* CONSIGNES ÉCRITES:
1) Recopiez le passage de l'extrait situé entre "Dominique Villain : C’est" et "comportements très théâtraux.", inclus, en remplaçant "film" par "long métrage".
2) Traduisez en anglais la phrase suivante de l'extrait : « L’acteur de théâtre a tendance à donner des clés, un peu comme un professeur. »
3) D'après René Féret dans l'extrait, qu'est-ce qui domine au cinéma ?

* EXTRAIT:
· · · · · · ·
C’était facile malgré tout.

Dominique Villain : C’est votre seul film où je trouve le jeu des acteurs trop théâtral. On a l’impression que chacun a son fil conducteur qui se traduit dans chacun de ses gestes…
Celui qui joue Paul [3] est très bien, d’ailleurs il n’était pas acteur.

René Féret : C’est sans doute vrai. En même temps, les gens enfermés avaient des comportements très théâtraux.

Dominique Villain : Oui, je sais, mais dans le film on voit un peu trop les clichés… D’ailleurs, vous vous êtes détaché de ce style de jeu, vous utilisez moins d’acteurs de théâtre et beaucoup plus de non acteurs dans vos derniers films.

René Féret : Il y a une contradiction entre l’acteur de théâtre, formé à des jeux très explicites, et le cinéma où domine l’implicite. L’acteur de théâtre a tendance à donner des clés, un peu comme un professeur. Comme il sert des grands textes, cela implique une espèce de didactisme dans son jeu, il dit ce que veut dire ce qu’il est en train de jouer. Cela va très bien avec Shakespeare. Démontrer comme Shakespeare est grand, tout en jouant Hamlet. Alors qu’au cinéma on est toujours un peu dans l’inattendu.

Enseigner le cinéma

Dominique Villain : En quoi consistait votre enseignement du cinéma à l’université ?

René Féret : Le principe que j’avais avec les étudiants était le suivant : Apprendre quels sont les grands cinéastes, qu’est-ce que le cinéma, qu’est-ce que ça raconte, qu’est-ce que ça véhicule, tout cela est absolument passionnant, mais ne constitue pas une promesse d’être créatif. C’est la même chose que pour le jeu de l’acteur. Je disais aux étudiants : « S’il y a un mode créatif en vous, il est lié à une nécessité intérieure. Nous avons tous une zone à l’intérieur de nous, une espèce de cavité, un endroit un peu vide, qui résonne. Cette zone contient des rushes, des preuves, souvent déposées par notre inconscient, de choses essentielles que nous avons vécues. Des traces de notre histoire personnelle, intime, spécifique, qui n’appartient qu’à nous. » Cent pour cent des étudiants ne feront pas leur métier de la création — écrire, réaliser des films, inventer des mondes. Mais je leur proposais à tous d’aller dans cette zone, systématiquement, à titre d’exercice. Aller chercher en soi ce qui vous a marqué, choqué, défini, bousculé, impliqué, au point que c’est resté en vous comme un matériau créatif dont on peut faire quelque chose. On peut restituer ce souvenir, si c’en est un. On peut le faire réapparaître, par des mots, par une situation, par des images, par des sons, par des dialogues, etc. On va chercher ça. Voilà ce que je voulais faire avec les étudiants. Je voulais qu’ils trouvent en eux une preuve de création intéressante, si intime et si spécifique qu’elle intéresse forcément les autres. Tout le monde faisait cet effort, et pour ceux qui étaient promis à la création, cela constituait une clé possible pour éviter d’écrire ce qui a déjà été écrit. Trouver un élément qui n’appartienne qu’à soi, voilà le travail que nous faisions pour donner naissance à un scénario, ensuite évidemment, nous le réalisions. Le cinéma arrivait, une équipe, des acteurs, un découpage.
· · · · · · ·
* LISTE DES ENTRÉES:
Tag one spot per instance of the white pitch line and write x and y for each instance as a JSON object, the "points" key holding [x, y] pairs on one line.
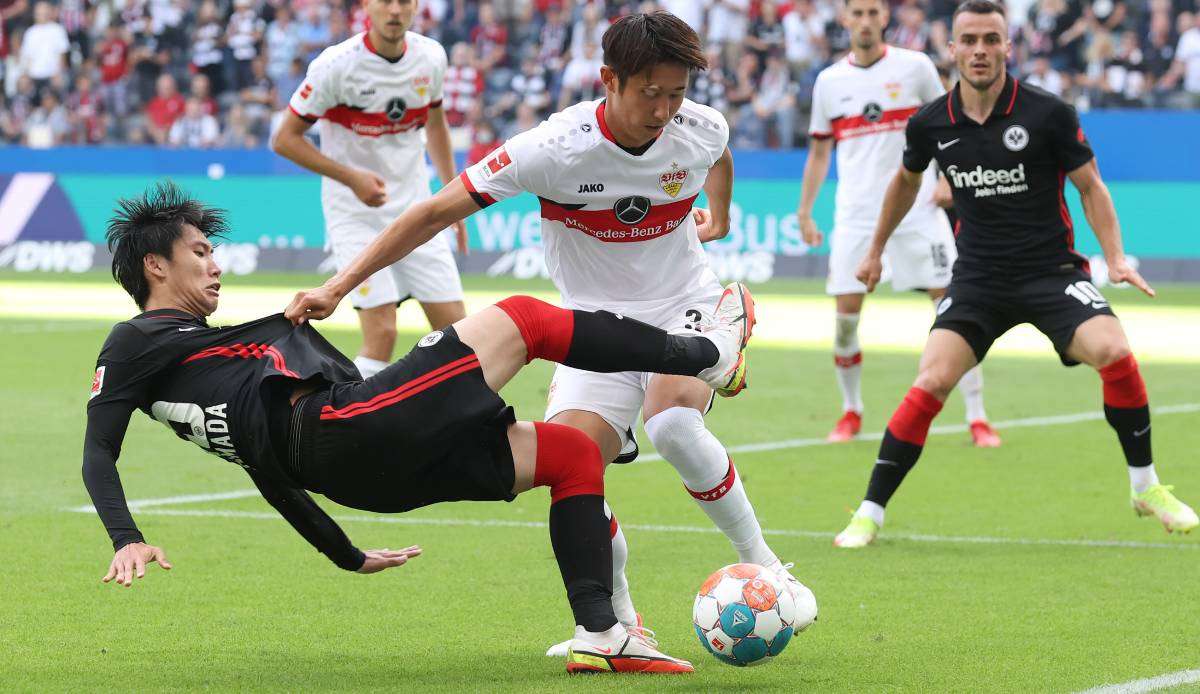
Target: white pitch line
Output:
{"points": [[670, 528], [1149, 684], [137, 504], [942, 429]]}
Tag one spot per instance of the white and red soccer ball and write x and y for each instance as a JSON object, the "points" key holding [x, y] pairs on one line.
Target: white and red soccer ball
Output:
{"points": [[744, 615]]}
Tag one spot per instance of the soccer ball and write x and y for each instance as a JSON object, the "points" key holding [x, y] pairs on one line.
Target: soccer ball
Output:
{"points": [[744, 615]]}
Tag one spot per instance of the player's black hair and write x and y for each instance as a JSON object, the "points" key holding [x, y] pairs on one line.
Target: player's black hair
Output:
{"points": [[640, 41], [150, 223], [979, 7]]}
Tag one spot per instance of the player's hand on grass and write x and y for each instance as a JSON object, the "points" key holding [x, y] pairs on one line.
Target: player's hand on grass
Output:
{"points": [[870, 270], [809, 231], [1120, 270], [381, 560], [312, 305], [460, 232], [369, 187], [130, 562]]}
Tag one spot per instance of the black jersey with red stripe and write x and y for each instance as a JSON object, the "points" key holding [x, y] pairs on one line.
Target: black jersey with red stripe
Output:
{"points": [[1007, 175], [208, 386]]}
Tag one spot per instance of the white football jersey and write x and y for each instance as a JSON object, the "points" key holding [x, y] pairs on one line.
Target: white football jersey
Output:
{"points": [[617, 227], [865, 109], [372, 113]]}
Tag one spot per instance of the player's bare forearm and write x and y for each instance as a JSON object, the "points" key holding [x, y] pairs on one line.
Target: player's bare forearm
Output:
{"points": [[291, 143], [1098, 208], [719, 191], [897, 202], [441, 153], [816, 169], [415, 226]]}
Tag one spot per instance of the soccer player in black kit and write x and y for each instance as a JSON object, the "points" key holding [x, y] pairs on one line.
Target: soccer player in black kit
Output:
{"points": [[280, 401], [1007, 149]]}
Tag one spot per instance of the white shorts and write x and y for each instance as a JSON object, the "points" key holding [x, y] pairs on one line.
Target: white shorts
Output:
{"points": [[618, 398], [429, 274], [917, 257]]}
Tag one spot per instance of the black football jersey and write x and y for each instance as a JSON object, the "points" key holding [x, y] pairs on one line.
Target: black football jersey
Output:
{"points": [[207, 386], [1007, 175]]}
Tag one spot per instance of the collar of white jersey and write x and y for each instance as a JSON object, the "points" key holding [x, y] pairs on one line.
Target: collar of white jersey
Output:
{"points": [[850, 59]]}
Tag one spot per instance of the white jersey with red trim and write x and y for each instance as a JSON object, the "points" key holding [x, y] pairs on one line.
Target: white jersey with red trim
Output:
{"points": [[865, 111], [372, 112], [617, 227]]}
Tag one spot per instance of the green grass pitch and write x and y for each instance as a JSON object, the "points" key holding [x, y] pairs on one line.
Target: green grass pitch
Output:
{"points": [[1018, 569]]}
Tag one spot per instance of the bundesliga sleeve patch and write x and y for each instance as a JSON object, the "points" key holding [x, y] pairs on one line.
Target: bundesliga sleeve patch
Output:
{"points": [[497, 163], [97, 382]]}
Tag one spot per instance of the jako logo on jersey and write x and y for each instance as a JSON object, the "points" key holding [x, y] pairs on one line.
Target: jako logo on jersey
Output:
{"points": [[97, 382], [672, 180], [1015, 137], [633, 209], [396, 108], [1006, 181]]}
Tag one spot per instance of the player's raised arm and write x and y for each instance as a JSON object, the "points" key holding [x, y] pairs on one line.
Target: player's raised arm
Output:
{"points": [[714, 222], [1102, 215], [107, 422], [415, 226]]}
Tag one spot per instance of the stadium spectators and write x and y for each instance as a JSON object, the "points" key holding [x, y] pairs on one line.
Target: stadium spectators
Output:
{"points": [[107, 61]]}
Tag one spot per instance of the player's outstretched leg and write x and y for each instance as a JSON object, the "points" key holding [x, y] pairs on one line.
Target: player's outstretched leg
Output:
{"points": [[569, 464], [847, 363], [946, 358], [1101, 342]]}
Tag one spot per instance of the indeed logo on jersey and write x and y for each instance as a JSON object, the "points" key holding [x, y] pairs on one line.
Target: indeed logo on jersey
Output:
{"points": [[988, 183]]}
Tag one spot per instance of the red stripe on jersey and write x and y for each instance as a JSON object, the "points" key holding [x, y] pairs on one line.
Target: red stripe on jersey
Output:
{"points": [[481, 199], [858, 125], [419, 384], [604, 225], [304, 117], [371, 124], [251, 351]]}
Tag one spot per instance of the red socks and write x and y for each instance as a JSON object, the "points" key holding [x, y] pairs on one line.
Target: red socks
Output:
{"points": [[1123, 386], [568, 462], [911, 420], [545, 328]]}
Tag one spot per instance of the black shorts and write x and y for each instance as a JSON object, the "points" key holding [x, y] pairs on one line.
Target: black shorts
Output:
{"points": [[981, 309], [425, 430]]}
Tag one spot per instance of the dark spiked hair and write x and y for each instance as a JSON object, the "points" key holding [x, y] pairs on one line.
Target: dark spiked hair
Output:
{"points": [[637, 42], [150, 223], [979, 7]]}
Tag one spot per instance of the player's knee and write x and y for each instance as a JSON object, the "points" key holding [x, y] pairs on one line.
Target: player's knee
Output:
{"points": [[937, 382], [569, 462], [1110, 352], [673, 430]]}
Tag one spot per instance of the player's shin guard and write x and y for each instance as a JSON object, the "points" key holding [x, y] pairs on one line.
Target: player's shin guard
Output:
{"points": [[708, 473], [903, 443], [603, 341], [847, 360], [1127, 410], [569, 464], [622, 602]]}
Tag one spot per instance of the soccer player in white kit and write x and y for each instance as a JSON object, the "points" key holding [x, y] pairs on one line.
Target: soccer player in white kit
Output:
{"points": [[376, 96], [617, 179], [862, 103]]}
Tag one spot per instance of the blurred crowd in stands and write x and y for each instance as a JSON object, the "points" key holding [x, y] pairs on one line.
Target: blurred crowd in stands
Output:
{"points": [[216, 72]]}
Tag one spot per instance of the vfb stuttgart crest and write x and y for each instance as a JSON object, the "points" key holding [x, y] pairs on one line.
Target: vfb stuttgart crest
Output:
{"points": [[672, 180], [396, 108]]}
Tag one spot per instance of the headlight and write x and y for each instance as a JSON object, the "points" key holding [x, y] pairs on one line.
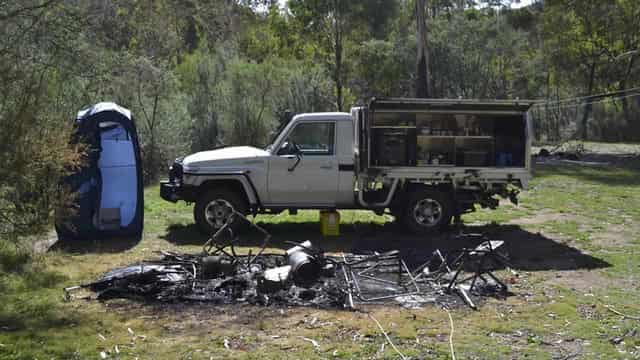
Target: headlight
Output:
· · · · · · ·
* RÉPONSES COMPLÈTES:
1)
Dominique Villain : C’est votre seul long métrage où je trouve le jeu des acteurs trop théâtral. On a l’impression que chacun a son fil conducteur qui se traduit dans chacun de ses gestes…
Celui qui joue Paul [3] est très bien, d’ailleurs il n’était pas acteur.

René Féret : C’est sans doute vrai. En même temps, les gens enfermés avaient des comportements très théâtraux.

2) The stage actor tends to give keys, a bit like a teacher.

3) L'implicite.